● **Brief**: Check each line of the entries for "dark" and report the ones that have it.

● **Records**:
§ §
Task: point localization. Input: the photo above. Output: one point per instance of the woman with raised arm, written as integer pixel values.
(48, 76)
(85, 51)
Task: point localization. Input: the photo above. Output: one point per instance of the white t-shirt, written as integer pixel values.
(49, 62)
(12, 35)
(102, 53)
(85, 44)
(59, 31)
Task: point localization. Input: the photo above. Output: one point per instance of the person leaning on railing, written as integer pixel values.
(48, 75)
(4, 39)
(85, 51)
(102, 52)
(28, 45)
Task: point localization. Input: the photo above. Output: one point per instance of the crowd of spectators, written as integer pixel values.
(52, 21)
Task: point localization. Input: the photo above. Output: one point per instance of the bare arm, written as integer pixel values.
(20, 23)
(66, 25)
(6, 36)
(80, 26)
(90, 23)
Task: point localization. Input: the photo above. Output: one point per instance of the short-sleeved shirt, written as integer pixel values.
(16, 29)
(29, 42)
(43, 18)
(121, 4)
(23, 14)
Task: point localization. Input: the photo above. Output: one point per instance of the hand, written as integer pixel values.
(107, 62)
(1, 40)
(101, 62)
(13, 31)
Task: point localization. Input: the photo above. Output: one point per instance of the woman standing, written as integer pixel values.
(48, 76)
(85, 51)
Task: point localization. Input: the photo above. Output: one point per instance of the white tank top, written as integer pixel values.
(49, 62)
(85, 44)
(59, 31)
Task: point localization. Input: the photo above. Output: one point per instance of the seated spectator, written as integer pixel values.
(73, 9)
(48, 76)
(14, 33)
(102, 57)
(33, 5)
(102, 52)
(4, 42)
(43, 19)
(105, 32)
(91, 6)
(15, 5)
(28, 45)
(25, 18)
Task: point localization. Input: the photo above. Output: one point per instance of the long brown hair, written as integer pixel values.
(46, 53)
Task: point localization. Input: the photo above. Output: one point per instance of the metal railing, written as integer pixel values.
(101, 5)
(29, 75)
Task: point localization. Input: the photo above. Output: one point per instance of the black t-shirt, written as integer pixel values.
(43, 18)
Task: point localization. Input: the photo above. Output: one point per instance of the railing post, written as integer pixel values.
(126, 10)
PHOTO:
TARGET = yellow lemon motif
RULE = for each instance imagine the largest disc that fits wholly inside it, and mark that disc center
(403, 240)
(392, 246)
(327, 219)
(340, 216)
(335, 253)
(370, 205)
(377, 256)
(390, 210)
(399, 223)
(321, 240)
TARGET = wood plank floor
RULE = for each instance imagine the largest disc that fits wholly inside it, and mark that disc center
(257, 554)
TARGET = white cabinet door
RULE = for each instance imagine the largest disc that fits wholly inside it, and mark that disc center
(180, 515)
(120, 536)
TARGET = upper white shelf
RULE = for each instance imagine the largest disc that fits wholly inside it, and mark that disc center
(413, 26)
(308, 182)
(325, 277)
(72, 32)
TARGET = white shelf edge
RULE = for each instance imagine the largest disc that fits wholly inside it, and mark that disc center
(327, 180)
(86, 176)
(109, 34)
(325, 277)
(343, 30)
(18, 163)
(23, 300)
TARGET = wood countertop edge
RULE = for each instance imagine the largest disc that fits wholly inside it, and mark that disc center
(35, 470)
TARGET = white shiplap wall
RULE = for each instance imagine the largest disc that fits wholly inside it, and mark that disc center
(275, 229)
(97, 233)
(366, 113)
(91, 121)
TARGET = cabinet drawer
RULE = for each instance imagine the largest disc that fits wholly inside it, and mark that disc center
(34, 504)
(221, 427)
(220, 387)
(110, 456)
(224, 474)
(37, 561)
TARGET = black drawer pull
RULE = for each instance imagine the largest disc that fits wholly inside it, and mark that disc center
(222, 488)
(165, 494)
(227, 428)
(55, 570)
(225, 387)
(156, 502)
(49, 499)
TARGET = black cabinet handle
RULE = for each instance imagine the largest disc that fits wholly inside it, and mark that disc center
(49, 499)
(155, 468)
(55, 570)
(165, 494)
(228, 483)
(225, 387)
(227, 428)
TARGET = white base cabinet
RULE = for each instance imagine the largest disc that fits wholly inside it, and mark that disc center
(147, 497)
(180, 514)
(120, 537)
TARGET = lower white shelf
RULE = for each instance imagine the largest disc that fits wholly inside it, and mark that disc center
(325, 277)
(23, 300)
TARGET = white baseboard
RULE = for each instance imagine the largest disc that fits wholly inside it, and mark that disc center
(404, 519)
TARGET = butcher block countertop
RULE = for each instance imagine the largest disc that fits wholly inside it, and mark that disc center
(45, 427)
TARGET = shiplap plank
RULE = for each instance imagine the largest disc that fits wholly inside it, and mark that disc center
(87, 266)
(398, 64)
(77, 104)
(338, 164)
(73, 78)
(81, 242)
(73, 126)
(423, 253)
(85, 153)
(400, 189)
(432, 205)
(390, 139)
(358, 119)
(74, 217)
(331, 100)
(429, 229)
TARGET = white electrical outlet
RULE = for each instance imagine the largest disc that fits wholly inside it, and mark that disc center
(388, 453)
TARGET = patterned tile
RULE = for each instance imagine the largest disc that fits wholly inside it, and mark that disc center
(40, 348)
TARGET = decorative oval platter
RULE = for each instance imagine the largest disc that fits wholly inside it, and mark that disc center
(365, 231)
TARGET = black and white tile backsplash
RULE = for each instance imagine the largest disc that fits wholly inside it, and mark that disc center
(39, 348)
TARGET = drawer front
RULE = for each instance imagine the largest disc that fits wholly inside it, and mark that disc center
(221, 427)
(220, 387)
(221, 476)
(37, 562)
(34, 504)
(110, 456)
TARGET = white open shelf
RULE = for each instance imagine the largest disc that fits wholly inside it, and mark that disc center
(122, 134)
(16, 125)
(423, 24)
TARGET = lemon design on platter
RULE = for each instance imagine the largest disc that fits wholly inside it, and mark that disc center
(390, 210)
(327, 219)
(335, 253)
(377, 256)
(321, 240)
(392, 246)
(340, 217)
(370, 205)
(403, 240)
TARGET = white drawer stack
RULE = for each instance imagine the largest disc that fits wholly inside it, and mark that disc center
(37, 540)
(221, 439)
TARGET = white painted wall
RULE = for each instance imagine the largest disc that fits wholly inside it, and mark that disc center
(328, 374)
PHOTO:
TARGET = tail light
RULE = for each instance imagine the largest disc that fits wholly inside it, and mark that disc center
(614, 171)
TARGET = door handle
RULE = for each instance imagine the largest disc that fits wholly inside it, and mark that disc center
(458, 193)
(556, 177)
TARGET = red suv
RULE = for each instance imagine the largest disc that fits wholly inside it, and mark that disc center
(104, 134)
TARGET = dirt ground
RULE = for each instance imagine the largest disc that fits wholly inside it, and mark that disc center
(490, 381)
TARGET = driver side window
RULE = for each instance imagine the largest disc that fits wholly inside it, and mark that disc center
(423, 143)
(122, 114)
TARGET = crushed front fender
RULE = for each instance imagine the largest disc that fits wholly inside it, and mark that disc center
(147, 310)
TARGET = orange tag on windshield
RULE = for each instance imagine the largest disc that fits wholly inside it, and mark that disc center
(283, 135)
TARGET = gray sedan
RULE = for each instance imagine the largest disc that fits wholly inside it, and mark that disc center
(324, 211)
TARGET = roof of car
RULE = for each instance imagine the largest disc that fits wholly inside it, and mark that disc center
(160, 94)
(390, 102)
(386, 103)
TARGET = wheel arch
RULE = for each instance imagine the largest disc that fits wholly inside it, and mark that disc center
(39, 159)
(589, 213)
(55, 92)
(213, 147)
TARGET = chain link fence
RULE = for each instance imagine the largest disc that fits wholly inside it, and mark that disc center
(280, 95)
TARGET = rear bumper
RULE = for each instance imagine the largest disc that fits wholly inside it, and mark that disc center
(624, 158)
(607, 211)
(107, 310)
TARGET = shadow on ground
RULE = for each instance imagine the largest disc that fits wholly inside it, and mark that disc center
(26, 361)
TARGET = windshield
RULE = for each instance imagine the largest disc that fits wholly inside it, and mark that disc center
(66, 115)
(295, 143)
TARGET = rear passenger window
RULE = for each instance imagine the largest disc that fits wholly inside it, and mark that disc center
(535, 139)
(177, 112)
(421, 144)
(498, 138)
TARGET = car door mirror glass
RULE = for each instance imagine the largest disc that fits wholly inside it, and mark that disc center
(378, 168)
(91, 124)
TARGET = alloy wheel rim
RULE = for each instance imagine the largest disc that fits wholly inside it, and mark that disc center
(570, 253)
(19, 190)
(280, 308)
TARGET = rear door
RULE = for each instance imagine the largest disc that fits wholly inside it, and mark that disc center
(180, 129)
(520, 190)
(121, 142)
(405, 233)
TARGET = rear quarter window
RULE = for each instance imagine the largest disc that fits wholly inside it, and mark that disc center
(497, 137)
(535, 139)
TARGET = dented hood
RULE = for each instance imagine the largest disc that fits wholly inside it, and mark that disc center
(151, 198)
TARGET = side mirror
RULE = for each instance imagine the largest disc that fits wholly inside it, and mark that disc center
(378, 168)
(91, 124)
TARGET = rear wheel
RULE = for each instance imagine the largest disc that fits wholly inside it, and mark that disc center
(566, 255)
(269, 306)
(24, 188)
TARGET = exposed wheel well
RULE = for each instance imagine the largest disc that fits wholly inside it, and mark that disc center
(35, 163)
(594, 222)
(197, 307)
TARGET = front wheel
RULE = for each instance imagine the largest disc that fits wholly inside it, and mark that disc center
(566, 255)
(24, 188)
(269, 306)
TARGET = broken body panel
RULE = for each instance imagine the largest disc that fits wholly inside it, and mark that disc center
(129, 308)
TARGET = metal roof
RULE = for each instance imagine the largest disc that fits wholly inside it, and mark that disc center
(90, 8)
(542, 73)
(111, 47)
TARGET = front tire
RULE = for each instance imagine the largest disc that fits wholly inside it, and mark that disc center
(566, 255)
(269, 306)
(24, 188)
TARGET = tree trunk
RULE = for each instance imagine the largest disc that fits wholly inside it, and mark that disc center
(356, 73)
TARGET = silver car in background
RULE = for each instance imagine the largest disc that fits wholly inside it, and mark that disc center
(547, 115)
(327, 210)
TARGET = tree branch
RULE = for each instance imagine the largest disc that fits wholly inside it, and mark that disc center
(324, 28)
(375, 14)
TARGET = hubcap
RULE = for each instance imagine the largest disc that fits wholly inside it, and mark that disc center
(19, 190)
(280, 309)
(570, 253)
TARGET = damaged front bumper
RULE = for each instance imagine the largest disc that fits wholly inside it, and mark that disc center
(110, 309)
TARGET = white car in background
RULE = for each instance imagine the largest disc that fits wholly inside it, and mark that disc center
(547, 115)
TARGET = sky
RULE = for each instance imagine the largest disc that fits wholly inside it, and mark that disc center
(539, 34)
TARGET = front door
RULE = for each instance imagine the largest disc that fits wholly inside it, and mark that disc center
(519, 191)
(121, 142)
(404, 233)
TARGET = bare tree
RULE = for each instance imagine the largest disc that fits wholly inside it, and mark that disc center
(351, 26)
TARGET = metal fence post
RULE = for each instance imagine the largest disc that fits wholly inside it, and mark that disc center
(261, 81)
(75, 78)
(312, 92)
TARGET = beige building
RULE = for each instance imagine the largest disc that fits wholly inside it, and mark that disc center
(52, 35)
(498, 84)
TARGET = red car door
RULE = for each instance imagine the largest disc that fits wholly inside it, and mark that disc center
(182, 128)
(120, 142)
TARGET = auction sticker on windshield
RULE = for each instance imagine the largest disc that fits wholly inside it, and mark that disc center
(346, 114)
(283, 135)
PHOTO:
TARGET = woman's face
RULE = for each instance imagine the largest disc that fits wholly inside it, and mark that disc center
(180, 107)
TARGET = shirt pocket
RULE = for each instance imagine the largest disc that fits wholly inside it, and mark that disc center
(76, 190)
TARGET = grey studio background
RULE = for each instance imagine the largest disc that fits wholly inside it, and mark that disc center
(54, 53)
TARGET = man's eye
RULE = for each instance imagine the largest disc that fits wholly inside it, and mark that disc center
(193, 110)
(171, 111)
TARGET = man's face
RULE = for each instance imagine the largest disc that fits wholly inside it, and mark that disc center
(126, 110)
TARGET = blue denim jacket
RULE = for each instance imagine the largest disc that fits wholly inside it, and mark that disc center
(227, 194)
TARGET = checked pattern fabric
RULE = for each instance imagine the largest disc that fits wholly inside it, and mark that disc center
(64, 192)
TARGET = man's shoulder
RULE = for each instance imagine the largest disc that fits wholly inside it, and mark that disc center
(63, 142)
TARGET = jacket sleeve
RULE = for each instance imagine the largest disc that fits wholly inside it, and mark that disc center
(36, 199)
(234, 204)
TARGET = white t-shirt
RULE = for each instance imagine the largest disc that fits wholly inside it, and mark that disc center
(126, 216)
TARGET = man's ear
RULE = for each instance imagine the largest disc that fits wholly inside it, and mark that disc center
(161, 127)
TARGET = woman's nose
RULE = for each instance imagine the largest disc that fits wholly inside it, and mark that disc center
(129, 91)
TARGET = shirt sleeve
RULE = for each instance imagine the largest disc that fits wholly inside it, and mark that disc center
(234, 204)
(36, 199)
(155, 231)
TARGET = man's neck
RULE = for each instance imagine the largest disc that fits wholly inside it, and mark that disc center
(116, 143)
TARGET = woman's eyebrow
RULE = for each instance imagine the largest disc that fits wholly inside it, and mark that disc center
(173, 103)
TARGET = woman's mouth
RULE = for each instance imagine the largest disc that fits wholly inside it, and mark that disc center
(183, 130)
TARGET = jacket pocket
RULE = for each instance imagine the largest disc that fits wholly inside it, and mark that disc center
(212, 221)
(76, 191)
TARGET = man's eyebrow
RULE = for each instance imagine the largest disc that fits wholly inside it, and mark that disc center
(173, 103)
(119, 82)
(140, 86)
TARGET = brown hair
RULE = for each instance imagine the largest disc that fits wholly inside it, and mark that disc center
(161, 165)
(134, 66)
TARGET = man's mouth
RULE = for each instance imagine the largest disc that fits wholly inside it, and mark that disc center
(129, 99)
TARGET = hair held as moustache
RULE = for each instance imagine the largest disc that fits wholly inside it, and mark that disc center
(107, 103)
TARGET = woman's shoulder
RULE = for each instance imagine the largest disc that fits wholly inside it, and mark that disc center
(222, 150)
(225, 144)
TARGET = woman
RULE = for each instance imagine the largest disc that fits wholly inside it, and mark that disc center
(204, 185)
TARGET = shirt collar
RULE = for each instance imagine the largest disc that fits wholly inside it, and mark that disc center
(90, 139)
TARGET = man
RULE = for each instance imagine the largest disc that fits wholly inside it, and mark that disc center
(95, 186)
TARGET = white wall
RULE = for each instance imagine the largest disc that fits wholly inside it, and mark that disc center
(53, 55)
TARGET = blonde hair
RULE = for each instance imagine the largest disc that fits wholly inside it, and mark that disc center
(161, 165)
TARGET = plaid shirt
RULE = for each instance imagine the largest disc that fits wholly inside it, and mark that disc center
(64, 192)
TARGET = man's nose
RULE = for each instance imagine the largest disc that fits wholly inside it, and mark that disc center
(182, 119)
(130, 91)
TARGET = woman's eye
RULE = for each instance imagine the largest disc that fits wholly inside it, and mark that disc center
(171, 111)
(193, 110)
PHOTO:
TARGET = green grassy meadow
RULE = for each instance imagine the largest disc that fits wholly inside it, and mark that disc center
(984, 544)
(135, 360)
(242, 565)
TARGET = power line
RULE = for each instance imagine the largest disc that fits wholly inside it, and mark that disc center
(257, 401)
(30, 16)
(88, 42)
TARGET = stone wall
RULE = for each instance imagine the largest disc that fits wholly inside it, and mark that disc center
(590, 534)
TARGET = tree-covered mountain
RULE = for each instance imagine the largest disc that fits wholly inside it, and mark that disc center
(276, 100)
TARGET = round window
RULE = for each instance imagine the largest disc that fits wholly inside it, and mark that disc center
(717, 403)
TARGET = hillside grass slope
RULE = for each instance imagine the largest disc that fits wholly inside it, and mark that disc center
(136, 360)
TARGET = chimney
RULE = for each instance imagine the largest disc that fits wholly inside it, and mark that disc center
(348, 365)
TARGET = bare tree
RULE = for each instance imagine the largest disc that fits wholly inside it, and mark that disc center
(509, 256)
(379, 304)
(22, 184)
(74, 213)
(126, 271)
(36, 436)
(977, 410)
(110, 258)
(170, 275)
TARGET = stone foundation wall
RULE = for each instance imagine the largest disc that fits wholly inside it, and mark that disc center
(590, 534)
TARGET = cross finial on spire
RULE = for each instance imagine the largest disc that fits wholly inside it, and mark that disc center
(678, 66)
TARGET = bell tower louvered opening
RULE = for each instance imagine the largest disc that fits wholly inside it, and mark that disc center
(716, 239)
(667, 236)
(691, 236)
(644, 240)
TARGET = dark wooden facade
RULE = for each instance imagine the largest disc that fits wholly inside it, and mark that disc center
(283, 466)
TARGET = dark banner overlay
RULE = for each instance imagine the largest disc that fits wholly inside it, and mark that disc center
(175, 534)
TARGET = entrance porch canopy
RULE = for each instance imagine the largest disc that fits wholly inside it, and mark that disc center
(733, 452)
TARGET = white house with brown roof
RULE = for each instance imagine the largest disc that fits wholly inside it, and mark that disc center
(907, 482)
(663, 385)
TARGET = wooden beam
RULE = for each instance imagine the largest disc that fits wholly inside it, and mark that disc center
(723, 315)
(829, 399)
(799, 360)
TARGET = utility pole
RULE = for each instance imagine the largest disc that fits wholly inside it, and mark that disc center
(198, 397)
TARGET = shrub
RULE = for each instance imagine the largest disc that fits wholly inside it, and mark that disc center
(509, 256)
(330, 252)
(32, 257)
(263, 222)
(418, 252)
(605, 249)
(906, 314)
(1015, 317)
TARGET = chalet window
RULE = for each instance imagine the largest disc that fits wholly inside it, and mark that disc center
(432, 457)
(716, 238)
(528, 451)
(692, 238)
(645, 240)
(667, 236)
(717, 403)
§ §
● **Expected answer**:
TARGET = dark wooden facade
TARGET = dark banner overlay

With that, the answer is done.